[Problem statement] Using the data below, count the lines where "target" appears, and answer with the number alone.

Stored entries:
· · · · · · ·
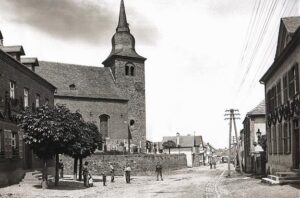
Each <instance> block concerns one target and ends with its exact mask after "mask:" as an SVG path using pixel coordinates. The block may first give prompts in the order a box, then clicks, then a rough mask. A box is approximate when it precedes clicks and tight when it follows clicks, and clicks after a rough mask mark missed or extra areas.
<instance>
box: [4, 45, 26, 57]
mask: <svg viewBox="0 0 300 198" xmlns="http://www.w3.org/2000/svg"><path fill="white" fill-rule="evenodd" d="M0 48H1V49H2V50H3V51H4V52H6V53H14V52H19V53H20V55H25V52H24V49H23V47H22V45H14V46H0Z"/></svg>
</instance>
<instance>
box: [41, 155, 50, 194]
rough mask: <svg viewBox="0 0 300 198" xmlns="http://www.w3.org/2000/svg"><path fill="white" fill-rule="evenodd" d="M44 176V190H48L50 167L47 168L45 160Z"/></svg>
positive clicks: (42, 187) (43, 181) (46, 165)
mask: <svg viewBox="0 0 300 198" xmlns="http://www.w3.org/2000/svg"><path fill="white" fill-rule="evenodd" d="M42 174H43V176H42V184H41V185H42V188H43V189H46V188H48V167H47V160H44V167H43V173H42Z"/></svg>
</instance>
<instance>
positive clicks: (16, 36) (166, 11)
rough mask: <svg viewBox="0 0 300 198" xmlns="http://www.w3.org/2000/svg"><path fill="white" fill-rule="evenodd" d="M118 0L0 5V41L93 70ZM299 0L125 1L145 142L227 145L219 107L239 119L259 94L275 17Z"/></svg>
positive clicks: (151, 0)
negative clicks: (146, 57) (137, 52)
mask: <svg viewBox="0 0 300 198" xmlns="http://www.w3.org/2000/svg"><path fill="white" fill-rule="evenodd" d="M119 4H120V0H98V1H97V0H89V1H80V0H72V1H71V0H51V1H50V0H48V1H47V0H26V1H25V0H23V1H21V0H1V6H0V13H1V14H0V30H1V31H2V34H3V36H4V44H5V45H23V47H24V49H25V53H26V55H27V56H34V57H38V58H39V60H47V61H55V62H66V63H75V64H84V65H94V66H102V65H101V62H102V61H103V60H104V59H106V57H107V56H108V54H109V53H110V50H111V37H112V36H113V34H114V32H115V28H116V26H117V22H118V12H119ZM298 4H299V3H298V0H268V1H266V0H242V1H241V0H201V1H200V0H125V8H126V12H127V20H128V23H129V24H130V29H131V33H132V34H133V35H134V36H135V39H136V51H137V52H138V53H139V54H140V55H142V56H144V57H147V61H146V106H147V111H146V112H147V115H146V117H147V138H148V139H149V140H152V141H161V140H162V136H167V135H168V136H170V135H175V134H176V132H180V133H181V134H183V135H184V134H191V135H193V134H194V132H196V135H202V136H203V139H204V141H205V142H210V143H211V144H212V145H213V146H215V147H228V131H229V127H228V121H225V120H224V111H225V109H228V108H236V109H239V110H240V113H241V120H238V121H237V126H238V131H240V130H241V129H242V125H241V123H242V120H243V119H244V117H245V114H246V113H247V112H248V111H250V110H251V109H253V108H254V107H255V106H256V105H258V103H259V102H260V101H261V100H263V98H264V87H263V85H261V84H259V79H260V77H261V76H262V75H263V74H264V72H265V71H266V70H267V69H268V67H269V66H270V65H271V63H272V61H273V59H274V52H275V48H276V41H277V34H278V27H279V22H280V17H281V16H293V15H299V13H300V12H299V5H298Z"/></svg>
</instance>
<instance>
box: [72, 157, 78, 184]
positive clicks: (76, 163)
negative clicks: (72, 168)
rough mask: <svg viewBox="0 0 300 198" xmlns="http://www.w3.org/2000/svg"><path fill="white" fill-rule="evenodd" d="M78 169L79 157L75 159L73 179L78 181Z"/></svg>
mask: <svg viewBox="0 0 300 198" xmlns="http://www.w3.org/2000/svg"><path fill="white" fill-rule="evenodd" d="M77 167H78V157H75V158H74V171H73V175H74V177H73V179H74V180H76V179H77Z"/></svg>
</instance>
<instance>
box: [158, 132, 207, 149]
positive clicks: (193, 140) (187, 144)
mask: <svg viewBox="0 0 300 198" xmlns="http://www.w3.org/2000/svg"><path fill="white" fill-rule="evenodd" d="M168 140H171V141H173V142H175V143H176V140H177V137H176V136H165V137H163V141H162V142H167V141H168ZM200 144H203V142H202V136H189V135H187V136H179V145H180V146H181V147H193V146H194V145H195V146H200Z"/></svg>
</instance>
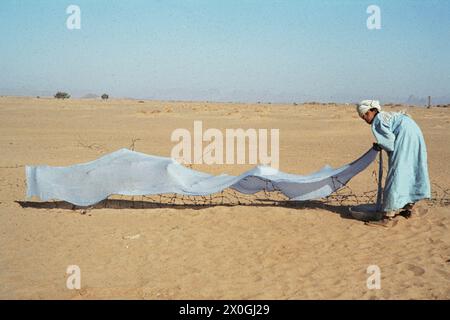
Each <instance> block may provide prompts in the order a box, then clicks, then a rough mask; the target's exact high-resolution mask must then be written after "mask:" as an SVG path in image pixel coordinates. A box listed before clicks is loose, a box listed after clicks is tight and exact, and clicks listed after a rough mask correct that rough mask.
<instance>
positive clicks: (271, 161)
mask: <svg viewBox="0 0 450 320" xmlns="http://www.w3.org/2000/svg"><path fill="white" fill-rule="evenodd" d="M268 135H269V132H268V130H267V129H258V130H256V129H247V130H244V129H226V130H225V135H224V134H223V133H222V131H220V130H219V129H214V128H210V129H207V130H206V131H204V132H203V123H202V121H194V135H193V137H192V135H191V132H190V131H189V130H187V129H176V130H174V131H173V132H172V135H171V137H170V139H171V141H172V142H178V143H177V144H176V145H175V146H174V147H173V148H172V152H171V157H172V158H174V159H176V160H177V161H179V162H181V163H185V164H203V163H204V164H224V163H226V164H235V163H237V164H246V163H248V164H258V163H259V164H262V165H268V166H271V167H272V168H275V169H278V168H279V140H280V133H279V129H270V155H269V153H268V149H269V148H268V146H269V141H268V139H269V137H268ZM247 141H248V144H247V143H246V142H247ZM204 142H207V143H208V145H207V146H206V147H205V148H203V143H204ZM247 146H248V148H247ZM192 149H193V152H192ZM247 151H248V162H247V157H246V155H247Z"/></svg>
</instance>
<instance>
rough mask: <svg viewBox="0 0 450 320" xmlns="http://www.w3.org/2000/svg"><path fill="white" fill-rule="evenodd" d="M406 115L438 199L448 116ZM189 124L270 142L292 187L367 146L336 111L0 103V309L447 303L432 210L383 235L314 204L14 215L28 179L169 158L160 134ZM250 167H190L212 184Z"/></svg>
mask: <svg viewBox="0 0 450 320" xmlns="http://www.w3.org/2000/svg"><path fill="white" fill-rule="evenodd" d="M398 109H401V108H393V110H398ZM408 112H409V113H410V114H411V115H412V116H413V117H414V119H415V120H416V121H417V122H418V123H419V125H420V126H421V128H422V130H423V132H424V135H425V139H426V141H427V146H428V155H429V167H430V176H431V180H432V182H433V190H434V191H439V187H442V188H444V189H449V188H450V165H449V161H450V144H449V141H450V130H449V129H450V109H444V108H439V109H438V108H434V109H430V110H427V109H422V108H414V107H410V108H408ZM194 120H202V121H203V126H204V128H218V129H221V130H224V129H225V128H240V127H241V128H256V129H258V128H269V129H270V128H278V129H280V169H281V170H283V171H286V172H290V173H298V174H307V173H310V172H313V171H316V170H318V169H320V168H321V167H322V166H324V165H325V164H330V165H332V166H333V167H337V166H341V165H343V164H345V163H348V162H350V161H352V160H354V159H356V158H357V157H359V156H360V155H362V154H363V153H364V152H365V151H366V150H367V149H368V148H369V147H370V146H371V145H372V142H373V137H372V135H371V131H370V127H369V126H368V125H366V124H365V123H364V122H363V121H362V120H360V119H359V118H358V117H357V115H356V113H355V111H354V108H353V107H352V106H344V105H339V106H333V105H328V106H323V105H298V106H294V105H273V104H272V105H268V104H254V105H244V104H231V103H230V104H219V103H183V102H156V101H145V102H139V101H131V100H111V101H108V102H102V101H94V100H73V99H71V100H66V101H56V100H54V99H42V98H41V99H35V98H7V97H2V98H0V150H1V153H0V225H1V229H0V230H1V231H0V246H1V254H0V298H3V299H17V298H18V299H24V298H32V299H51V298H58V299H92V298H107V299H109V298H133V299H141V298H144V299H180V298H181V299H183V298H189V299H205V298H210V299H314V298H319V299H341V298H350V299H423V298H431V299H449V298H450V229H449V228H450V207H449V206H448V204H447V205H443V204H438V203H436V201H435V202H434V203H430V202H423V203H421V204H420V206H419V209H420V210H419V213H420V215H419V216H416V217H415V218H412V219H408V220H407V219H404V218H401V219H399V220H398V223H397V224H396V225H395V226H394V227H389V228H383V227H373V226H367V225H365V224H364V223H363V222H361V221H357V220H354V219H352V218H351V217H350V216H349V215H348V214H347V211H348V206H346V205H339V204H328V205H321V204H318V203H316V202H311V203H309V204H305V205H296V206H291V207H289V206H275V205H274V206H270V205H269V206H258V205H252V206H238V205H236V206H213V207H206V208H202V207H198V208H193V207H191V206H173V207H163V208H158V207H152V206H145V205H143V206H142V207H137V206H135V205H133V202H126V201H124V200H123V201H122V202H120V201H119V206H110V207H108V208H101V207H100V208H94V209H91V210H87V211H83V210H81V209H76V210H72V209H71V207H70V206H65V205H59V206H56V208H53V207H52V206H51V205H44V206H43V207H41V208H40V207H38V206H35V207H22V206H21V205H20V204H19V203H17V202H16V201H24V200H25V190H26V182H25V168H24V166H25V165H31V164H33V165H41V164H48V165H54V166H65V165H70V164H75V163H80V162H86V161H90V160H93V159H95V158H97V157H99V156H100V155H102V154H105V153H108V152H112V151H115V150H117V149H119V148H123V147H130V146H131V145H132V141H133V140H134V141H135V142H134V147H135V150H137V151H141V152H144V153H148V154H155V155H161V156H169V155H170V151H171V148H172V147H173V145H174V143H173V142H171V141H170V135H171V132H172V131H173V130H174V129H176V128H187V129H190V130H192V128H193V121H194ZM136 139H139V140H136ZM250 167H252V166H251V165H234V166H230V165H213V166H207V165H194V168H195V169H198V170H203V171H206V172H210V173H214V174H219V173H222V172H224V173H229V174H239V173H241V172H243V171H244V170H247V169H249V168H250ZM374 170H376V163H374V164H372V165H371V166H370V167H369V168H368V169H367V170H366V171H364V172H363V173H361V174H360V175H358V176H356V177H355V178H354V179H353V180H352V181H351V182H350V183H349V187H350V188H351V189H352V190H353V192H354V193H356V194H362V193H363V192H365V191H369V190H373V189H375V188H376V185H375V182H374V177H373V172H374ZM440 195H441V196H442V193H441V194H440ZM135 200H136V199H135ZM138 200H139V199H138ZM447 201H448V198H447ZM69 265H78V266H79V267H80V269H81V289H80V290H69V289H67V287H66V279H67V276H68V275H67V274H66V268H67V267H68V266H69ZM369 265H378V266H379V267H380V269H381V289H380V290H369V289H368V288H367V286H366V280H367V278H368V277H369V275H368V274H367V267H368V266H369Z"/></svg>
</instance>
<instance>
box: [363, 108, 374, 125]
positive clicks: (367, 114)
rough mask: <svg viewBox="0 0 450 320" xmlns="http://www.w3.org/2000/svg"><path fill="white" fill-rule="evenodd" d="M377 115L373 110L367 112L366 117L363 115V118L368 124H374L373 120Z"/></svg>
mask: <svg viewBox="0 0 450 320" xmlns="http://www.w3.org/2000/svg"><path fill="white" fill-rule="evenodd" d="M375 115H376V113H375V111H373V110H369V111H367V112H366V114H365V115H363V116H362V117H361V118H362V119H363V120H364V121H366V123H367V124H372V121H373V118H374V117H375Z"/></svg>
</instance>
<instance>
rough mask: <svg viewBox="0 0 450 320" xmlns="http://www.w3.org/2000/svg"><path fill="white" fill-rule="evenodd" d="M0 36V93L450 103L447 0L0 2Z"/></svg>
mask: <svg viewBox="0 0 450 320" xmlns="http://www.w3.org/2000/svg"><path fill="white" fill-rule="evenodd" d="M71 4H75V5H78V6H79V7H80V9H81V29H80V30H69V29H67V28H66V19H67V18H68V16H69V15H68V14H66V8H67V7H68V6H69V5H71ZM371 4H375V5H378V6H379V7H380V9H381V29H380V30H369V29H367V27H366V20H367V18H368V16H369V14H367V13H366V9H367V7H368V6H369V5H371ZM0 36H1V38H0V39H1V41H0V94H2V95H32V96H33V95H51V94H53V93H54V92H56V91H57V90H64V91H67V92H69V93H71V94H72V95H74V96H83V95H85V94H87V93H96V94H101V93H103V92H106V93H109V94H110V95H111V96H113V97H134V98H141V99H142V98H154V99H174V100H218V101H272V102H277V101H279V102H294V101H298V102H301V101H313V100H314V101H340V102H344V101H348V102H353V101H357V100H360V99H362V98H378V99H380V100H382V101H383V102H391V101H397V102H404V101H405V100H406V99H408V96H410V95H414V96H416V97H426V96H428V95H431V96H433V97H437V98H438V99H444V100H445V99H448V100H450V1H447V0H443V1H434V0H427V1H416V0H404V1H401V0H398V1H375V0H372V1H357V0H346V1H344V0H335V1H332V0H329V1H320V0H315V1H314V0H311V1H306V0H305V1H302V0H278V1H275V0H145V1H144V0H142V1H140V0H139V1H138V0H129V1H125V0H120V1H118V0H89V1H87V0H70V1H61V0H28V1H25V0H22V1H21V0H2V1H0ZM449 102H450V101H449Z"/></svg>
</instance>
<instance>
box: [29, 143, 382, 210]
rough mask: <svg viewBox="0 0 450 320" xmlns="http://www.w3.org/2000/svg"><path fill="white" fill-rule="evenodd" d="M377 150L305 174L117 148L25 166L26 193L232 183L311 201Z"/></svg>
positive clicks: (143, 189) (182, 188) (172, 192)
mask: <svg viewBox="0 0 450 320" xmlns="http://www.w3.org/2000/svg"><path fill="white" fill-rule="evenodd" d="M376 155H377V151H375V150H373V149H371V150H369V151H368V152H366V153H365V154H364V155H363V156H362V157H360V158H359V159H357V160H356V161H354V162H352V163H350V164H347V165H345V166H343V167H340V168H338V169H333V168H331V167H330V166H325V167H324V168H322V169H321V170H319V171H317V172H315V173H313V174H310V175H306V176H302V175H294V174H288V173H284V172H281V171H278V170H275V169H273V168H270V167H264V166H258V167H255V168H254V169H252V170H249V171H247V172H245V173H243V174H241V175H240V176H237V177H236V176H230V175H226V174H222V175H218V176H213V175H210V174H207V173H203V172H199V171H195V170H192V169H189V168H186V167H184V166H182V165H181V164H179V163H177V162H176V161H175V160H173V159H170V158H163V157H157V156H151V155H147V154H144V153H139V152H135V151H131V150H128V149H120V150H118V151H116V152H113V153H110V154H107V155H105V156H103V157H101V158H99V159H97V160H94V161H91V162H87V163H83V164H77V165H73V166H69V167H50V166H26V168H25V170H26V177H27V197H28V198H30V197H33V196H37V197H39V198H40V199H41V200H44V201H48V200H52V199H58V200H64V201H67V202H70V203H72V204H75V205H78V206H89V205H93V204H95V203H98V202H100V201H102V200H104V199H106V198H107V197H108V196H110V195H113V194H119V195H128V196H137V195H154V194H170V193H176V194H182V195H192V196H196V195H209V194H213V193H217V192H220V191H222V190H224V189H226V188H232V189H234V190H237V191H239V192H241V193H246V194H253V193H256V192H258V191H261V190H266V191H276V190H277V191H280V192H282V193H283V194H285V195H286V196H287V197H288V198H289V199H291V200H310V199H318V198H322V197H326V196H328V195H330V194H331V193H333V192H334V191H336V190H337V189H339V188H341V187H342V186H343V185H344V184H346V183H347V182H348V181H349V180H350V179H351V178H352V177H353V176H355V175H356V174H358V173H359V172H361V171H362V170H364V169H365V168H366V167H367V166H368V165H369V164H370V163H372V161H373V160H374V159H375V157H376Z"/></svg>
· · · · · · ·
[Exercise output] 2